** TASK ITEM A **
In the passage on late Stalin-era politics, who wrote Postwar Soviet Politics?

** SOURCE EXTRACT **
Dobson cites a 2004 article by Chris Ward which contends that writing on late Stalinism ‘focuses almost exclusively on “high politics”’. While such a statement would have been accurate twenty years ago, it is not so today. Since the early 1990s there has been a growing body of work on the social and cultural history of the late Stalin period, which has recently culminated in a spate of influential monographs. By contrast, the last major monograph on the ‘high politics’ of the late Stalin period, Werner Hahn’s Postwar Soviet Politics, was published almost a quarter of a century ago, long before the opening of the Soviet archives. It is, in good part, for this reason that students of Soviet history have, in Dobson’s words, continued to be ‘mystified’ by some of the most momentous political episodes of this period.
In terms of its subject matter, our book is a study of the high-level politics of the late Stalin era, and we see no reason to apologise for this fact. We did not, however, intend the book to be an updated version of the old-fashioned ‘kremlinology’ of the 1950s and 1960s. In view of the glut of newly available sources, we feel that the old methodological distinction between the cryptic decoding of official pronouncements on the one hand, and the comprehensive, multi-layered, research that went into the study of social and cultural history on the other, is no longer tenable. There are now wonderful opportunities to transcend this gulf and to examine the links and interconnections between social and political history. In fact, as should be apparent from our dedication (to R.W. Davies and Moshe Lewin), we have the highest regard for some of the excellent social history of the last forty years. At the same time, to neglect how political – and in particular party – structures operated would be to lose sight of one of the most distinctive and unusual features of Soviet society. Our concern for the interface between societal pressures and political structures is such that we devote an entire chapter to this theme. Indeed, more than simply considering ‘the effect of Stalinist leadership on society,’ as Dobson suggests, the main goal of chapter 5 was to trace how formidable pressures, be they in the form of break-outs from the camps or angry petitions about the state of agriculture, were progressively building up, presenting insuperable problems to middle-level bureaucrats and the supreme leadership. It is precisely in the light of the enormous societal pressures that were accumulating in this period, that Stalin’s steadfast opposition to reform seems so perverse.

** MATERIAL FOR THIS TASK **
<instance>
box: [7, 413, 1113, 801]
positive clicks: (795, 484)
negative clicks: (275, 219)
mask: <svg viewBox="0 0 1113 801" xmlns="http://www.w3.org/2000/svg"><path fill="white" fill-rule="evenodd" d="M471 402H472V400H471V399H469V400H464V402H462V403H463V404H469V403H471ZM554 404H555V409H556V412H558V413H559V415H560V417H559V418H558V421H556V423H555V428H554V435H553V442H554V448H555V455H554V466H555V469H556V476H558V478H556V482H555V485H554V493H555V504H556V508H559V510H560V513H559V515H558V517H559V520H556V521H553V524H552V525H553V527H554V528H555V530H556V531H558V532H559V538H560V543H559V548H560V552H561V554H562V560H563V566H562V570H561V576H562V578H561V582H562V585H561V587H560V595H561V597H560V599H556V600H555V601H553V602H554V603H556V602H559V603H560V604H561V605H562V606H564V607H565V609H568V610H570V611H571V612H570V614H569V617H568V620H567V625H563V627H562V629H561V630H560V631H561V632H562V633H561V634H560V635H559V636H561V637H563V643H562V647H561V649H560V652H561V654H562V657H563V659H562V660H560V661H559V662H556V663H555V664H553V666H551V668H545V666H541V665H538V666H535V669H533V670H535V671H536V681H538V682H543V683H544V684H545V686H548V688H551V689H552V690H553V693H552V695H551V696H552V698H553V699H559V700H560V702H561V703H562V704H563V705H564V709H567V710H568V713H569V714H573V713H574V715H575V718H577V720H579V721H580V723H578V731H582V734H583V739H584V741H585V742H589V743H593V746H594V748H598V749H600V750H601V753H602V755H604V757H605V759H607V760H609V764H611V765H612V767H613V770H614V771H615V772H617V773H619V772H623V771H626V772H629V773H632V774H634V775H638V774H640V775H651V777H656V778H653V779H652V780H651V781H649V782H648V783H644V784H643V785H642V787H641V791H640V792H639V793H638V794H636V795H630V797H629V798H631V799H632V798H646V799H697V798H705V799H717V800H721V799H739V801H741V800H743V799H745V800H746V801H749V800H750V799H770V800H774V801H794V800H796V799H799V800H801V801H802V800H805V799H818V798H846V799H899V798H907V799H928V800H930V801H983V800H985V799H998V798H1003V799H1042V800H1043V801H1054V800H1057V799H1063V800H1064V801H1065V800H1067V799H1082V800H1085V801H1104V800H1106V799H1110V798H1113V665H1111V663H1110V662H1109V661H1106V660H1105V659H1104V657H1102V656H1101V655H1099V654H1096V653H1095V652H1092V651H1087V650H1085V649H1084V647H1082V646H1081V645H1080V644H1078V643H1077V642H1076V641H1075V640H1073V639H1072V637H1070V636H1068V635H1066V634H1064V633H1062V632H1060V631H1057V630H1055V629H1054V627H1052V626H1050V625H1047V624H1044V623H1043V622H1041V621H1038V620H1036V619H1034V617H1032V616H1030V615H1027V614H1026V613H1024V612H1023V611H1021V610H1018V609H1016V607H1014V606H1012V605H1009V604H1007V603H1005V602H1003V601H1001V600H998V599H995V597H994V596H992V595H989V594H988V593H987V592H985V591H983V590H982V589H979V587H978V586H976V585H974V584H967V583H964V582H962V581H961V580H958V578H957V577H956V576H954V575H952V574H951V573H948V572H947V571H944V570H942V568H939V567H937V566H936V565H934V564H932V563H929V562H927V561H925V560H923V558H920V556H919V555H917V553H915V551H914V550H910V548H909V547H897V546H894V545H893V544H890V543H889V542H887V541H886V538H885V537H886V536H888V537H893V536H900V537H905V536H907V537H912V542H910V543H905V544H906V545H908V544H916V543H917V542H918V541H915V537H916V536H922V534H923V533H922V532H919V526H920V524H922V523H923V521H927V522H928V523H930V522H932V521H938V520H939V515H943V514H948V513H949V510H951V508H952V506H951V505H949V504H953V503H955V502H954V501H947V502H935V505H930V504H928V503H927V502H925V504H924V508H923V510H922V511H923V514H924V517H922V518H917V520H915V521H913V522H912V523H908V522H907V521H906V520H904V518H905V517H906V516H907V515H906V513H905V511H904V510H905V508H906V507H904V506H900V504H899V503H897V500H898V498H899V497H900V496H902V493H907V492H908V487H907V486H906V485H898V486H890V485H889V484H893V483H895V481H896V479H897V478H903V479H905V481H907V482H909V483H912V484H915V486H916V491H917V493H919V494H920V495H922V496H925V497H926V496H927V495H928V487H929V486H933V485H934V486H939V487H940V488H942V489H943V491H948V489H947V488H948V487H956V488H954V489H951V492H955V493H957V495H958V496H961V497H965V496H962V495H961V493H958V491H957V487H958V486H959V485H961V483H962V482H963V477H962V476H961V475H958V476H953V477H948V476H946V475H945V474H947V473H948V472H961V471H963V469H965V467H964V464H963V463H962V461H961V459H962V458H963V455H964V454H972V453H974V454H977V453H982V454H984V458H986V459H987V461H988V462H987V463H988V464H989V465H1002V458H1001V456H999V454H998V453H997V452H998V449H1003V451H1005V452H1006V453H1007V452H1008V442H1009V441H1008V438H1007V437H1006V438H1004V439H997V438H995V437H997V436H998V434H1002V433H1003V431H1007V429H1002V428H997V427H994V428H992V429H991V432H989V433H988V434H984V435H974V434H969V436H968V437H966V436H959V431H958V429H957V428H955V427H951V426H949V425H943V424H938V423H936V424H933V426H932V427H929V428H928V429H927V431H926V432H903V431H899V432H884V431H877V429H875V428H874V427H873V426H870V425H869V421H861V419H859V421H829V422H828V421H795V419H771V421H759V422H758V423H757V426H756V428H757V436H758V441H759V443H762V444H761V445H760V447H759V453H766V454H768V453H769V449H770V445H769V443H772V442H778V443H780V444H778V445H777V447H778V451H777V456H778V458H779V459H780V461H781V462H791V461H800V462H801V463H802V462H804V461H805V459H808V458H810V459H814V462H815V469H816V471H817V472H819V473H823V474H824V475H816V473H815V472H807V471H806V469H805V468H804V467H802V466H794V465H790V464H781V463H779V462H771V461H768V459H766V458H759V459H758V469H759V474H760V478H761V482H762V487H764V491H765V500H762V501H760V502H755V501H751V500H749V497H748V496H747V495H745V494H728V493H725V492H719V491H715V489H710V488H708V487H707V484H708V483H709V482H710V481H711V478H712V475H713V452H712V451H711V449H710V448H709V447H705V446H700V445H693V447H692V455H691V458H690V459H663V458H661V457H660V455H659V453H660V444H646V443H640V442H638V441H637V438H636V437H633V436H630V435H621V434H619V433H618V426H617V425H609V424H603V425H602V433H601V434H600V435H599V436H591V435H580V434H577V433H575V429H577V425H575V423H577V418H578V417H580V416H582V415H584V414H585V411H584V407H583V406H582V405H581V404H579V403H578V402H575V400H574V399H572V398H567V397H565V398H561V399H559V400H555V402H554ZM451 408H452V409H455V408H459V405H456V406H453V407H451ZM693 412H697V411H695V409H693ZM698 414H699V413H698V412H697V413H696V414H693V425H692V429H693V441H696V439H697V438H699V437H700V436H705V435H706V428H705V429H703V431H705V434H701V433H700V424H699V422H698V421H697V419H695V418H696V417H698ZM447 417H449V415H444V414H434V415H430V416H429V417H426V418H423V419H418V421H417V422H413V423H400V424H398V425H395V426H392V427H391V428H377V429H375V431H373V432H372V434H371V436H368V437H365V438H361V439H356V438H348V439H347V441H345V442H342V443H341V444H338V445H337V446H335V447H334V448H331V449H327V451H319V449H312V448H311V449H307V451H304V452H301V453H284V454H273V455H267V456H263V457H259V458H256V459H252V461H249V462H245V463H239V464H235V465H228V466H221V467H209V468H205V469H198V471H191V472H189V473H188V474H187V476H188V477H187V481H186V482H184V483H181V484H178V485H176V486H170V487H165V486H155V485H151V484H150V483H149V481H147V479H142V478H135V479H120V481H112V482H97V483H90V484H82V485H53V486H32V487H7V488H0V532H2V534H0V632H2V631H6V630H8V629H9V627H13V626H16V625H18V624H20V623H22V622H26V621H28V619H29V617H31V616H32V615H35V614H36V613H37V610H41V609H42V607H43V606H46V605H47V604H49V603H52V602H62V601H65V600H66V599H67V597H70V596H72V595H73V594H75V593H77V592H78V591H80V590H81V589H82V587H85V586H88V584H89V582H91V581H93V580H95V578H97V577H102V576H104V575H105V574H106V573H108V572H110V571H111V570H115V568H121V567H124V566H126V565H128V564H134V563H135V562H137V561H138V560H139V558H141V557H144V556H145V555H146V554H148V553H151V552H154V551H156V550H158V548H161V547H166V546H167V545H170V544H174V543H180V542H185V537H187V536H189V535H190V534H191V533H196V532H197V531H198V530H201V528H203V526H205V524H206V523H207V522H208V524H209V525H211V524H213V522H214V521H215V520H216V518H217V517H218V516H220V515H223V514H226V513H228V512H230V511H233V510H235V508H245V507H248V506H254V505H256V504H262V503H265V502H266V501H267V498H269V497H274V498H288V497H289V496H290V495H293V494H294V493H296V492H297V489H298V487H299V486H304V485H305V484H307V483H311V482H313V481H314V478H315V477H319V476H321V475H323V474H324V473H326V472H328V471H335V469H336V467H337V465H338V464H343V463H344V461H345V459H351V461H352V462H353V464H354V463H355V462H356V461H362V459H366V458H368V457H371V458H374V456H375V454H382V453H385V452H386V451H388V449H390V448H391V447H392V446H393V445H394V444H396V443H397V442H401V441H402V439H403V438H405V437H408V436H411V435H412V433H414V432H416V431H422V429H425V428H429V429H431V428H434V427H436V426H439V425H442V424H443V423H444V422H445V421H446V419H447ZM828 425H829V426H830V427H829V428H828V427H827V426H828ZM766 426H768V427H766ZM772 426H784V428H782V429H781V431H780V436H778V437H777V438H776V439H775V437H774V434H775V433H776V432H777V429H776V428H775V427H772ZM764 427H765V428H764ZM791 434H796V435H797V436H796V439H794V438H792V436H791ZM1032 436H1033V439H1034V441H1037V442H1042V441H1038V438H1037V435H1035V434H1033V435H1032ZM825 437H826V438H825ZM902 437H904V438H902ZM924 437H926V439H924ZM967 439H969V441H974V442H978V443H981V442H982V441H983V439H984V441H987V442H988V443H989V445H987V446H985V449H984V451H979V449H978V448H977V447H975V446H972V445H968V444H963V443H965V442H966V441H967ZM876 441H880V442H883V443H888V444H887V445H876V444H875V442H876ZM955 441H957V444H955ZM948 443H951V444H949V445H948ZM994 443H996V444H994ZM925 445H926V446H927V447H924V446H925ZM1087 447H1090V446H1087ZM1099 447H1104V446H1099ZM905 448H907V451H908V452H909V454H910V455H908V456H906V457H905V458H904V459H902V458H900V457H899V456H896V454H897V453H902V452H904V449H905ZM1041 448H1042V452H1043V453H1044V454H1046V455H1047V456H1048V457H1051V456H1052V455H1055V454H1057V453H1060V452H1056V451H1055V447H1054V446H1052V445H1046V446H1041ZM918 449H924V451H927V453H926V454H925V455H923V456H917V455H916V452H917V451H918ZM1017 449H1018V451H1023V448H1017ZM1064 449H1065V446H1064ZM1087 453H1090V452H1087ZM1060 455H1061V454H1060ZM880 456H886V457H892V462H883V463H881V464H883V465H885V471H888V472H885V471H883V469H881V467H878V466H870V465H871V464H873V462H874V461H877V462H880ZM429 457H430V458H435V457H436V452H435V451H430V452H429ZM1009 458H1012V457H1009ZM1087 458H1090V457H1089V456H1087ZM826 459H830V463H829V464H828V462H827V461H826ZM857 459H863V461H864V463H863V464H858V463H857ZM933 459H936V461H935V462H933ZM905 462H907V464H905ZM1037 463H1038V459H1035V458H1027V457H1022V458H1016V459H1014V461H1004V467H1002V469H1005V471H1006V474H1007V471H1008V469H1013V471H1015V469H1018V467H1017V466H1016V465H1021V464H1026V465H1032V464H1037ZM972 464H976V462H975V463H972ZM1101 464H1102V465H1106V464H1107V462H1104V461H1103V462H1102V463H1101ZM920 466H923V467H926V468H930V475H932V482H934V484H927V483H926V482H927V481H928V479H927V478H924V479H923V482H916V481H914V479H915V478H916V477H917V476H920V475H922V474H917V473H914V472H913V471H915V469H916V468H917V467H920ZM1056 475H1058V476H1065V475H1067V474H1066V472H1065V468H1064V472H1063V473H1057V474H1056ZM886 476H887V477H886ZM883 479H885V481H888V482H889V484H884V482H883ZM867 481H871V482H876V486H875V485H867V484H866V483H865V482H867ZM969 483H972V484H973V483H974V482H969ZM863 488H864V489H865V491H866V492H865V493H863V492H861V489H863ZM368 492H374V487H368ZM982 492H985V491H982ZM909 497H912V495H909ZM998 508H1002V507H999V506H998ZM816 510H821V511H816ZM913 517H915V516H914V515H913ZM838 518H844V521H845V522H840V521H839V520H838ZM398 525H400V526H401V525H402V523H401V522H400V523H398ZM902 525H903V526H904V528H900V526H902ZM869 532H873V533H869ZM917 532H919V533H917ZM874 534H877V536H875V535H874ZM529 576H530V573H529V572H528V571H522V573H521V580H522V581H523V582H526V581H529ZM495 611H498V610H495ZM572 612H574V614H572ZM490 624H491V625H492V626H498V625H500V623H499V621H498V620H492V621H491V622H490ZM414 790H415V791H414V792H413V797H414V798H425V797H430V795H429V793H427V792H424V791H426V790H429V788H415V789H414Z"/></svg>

** TASK ITEM B **
Please duplicate the records starting at their first line and ending at the line that contains "negative clicks: (275, 219)", with both ends included.

** WRITTEN ANSWER A **
Werner Hahn

** WRITTEN ANSWER B **
<instance>
box: [7, 413, 1113, 801]
positive clicks: (795, 484)
negative clicks: (275, 219)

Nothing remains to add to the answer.